**TASK GOAL**
Go over the data below and say how many lines hold the word "logo". Only the number is needed.

**DATASET RECORDS**
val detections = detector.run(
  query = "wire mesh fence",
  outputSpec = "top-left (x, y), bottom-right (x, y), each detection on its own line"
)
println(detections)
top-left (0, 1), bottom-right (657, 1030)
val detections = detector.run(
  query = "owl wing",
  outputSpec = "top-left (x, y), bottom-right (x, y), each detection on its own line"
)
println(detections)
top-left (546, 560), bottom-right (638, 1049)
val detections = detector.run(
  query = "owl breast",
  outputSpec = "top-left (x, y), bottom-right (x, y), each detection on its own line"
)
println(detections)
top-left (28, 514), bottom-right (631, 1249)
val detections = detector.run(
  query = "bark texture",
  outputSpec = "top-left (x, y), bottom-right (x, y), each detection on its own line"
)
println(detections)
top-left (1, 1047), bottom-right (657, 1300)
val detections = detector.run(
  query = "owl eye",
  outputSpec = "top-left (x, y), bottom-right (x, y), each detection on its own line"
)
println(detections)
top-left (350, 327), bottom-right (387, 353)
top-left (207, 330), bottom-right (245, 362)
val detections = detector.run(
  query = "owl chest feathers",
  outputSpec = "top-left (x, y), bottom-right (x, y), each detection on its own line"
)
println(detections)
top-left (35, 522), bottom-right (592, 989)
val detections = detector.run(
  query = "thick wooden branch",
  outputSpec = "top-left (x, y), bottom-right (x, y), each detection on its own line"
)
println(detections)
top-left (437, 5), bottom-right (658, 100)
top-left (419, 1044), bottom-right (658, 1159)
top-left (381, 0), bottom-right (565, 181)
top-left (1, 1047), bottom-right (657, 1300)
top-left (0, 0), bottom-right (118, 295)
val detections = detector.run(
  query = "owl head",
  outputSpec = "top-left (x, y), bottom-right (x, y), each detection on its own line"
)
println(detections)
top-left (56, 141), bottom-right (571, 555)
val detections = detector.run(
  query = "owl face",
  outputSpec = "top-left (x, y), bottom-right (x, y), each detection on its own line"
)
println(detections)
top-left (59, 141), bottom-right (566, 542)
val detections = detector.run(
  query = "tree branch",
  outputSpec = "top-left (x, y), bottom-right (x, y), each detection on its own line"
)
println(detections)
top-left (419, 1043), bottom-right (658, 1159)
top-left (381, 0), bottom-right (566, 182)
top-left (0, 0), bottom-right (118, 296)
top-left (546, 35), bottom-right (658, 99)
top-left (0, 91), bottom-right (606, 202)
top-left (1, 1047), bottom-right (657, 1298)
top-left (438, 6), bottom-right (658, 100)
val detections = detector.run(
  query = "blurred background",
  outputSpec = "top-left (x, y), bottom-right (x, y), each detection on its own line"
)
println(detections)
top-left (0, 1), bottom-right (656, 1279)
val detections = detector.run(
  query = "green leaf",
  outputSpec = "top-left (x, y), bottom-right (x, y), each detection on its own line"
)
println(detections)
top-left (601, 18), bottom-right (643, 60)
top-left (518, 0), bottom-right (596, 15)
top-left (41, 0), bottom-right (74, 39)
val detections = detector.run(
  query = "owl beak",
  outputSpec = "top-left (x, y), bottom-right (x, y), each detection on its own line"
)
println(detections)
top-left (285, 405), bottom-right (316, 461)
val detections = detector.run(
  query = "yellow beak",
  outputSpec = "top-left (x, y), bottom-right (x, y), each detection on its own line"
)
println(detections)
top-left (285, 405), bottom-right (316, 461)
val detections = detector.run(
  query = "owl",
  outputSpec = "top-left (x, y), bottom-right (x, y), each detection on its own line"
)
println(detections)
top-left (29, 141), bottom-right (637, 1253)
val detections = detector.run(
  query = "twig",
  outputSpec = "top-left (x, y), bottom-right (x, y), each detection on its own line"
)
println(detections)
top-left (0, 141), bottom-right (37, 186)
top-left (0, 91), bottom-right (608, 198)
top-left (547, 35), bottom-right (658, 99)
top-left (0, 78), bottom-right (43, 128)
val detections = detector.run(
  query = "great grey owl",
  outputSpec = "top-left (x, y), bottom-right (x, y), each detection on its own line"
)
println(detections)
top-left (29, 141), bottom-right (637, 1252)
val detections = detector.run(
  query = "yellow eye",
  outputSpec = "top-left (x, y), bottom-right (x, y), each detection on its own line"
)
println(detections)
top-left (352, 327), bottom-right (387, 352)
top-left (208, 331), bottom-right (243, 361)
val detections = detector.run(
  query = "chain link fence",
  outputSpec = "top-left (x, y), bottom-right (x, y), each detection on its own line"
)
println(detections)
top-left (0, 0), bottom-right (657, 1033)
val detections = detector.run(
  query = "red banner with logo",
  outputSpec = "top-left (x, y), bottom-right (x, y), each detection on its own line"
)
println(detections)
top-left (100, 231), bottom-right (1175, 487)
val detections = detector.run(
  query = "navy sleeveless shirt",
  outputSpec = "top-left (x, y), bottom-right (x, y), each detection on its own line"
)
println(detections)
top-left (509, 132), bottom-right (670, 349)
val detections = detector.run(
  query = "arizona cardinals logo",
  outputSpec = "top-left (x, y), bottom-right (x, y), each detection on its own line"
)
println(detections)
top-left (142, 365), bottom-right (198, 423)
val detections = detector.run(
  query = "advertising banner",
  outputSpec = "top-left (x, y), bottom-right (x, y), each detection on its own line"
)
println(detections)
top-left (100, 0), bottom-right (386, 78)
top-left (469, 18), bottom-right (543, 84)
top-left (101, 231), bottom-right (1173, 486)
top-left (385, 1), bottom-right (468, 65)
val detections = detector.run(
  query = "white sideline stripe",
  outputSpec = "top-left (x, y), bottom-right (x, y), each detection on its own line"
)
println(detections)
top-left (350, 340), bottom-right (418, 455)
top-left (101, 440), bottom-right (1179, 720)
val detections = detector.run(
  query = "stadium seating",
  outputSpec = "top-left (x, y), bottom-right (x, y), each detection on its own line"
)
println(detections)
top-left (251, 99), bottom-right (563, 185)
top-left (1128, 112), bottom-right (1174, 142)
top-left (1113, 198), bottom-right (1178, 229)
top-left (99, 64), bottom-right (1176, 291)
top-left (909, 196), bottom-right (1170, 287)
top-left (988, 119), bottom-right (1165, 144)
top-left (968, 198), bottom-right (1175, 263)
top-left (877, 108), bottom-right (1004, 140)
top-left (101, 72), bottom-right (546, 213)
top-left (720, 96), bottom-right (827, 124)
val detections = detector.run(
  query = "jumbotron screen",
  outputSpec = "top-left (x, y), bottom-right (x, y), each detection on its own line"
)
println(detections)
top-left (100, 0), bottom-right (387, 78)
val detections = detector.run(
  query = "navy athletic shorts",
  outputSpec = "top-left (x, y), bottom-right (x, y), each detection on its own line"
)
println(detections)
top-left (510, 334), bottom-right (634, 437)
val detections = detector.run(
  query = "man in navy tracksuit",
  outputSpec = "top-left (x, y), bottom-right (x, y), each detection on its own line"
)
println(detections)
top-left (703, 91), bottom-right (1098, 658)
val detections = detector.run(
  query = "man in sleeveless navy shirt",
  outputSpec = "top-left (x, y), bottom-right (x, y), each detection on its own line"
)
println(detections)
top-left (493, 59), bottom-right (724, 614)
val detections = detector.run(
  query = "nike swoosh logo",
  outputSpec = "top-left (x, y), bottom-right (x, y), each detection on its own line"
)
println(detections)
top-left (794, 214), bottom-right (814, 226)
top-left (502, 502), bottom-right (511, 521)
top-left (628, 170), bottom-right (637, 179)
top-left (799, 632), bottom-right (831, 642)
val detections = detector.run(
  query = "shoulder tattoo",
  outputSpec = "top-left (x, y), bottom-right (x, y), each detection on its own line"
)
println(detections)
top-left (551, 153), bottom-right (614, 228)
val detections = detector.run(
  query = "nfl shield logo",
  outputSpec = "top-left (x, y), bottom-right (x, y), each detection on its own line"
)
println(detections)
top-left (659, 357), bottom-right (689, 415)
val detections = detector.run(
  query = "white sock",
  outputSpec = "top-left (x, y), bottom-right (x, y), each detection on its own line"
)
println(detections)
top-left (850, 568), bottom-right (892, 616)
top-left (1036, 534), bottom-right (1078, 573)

**OUTPUT BELOW**
4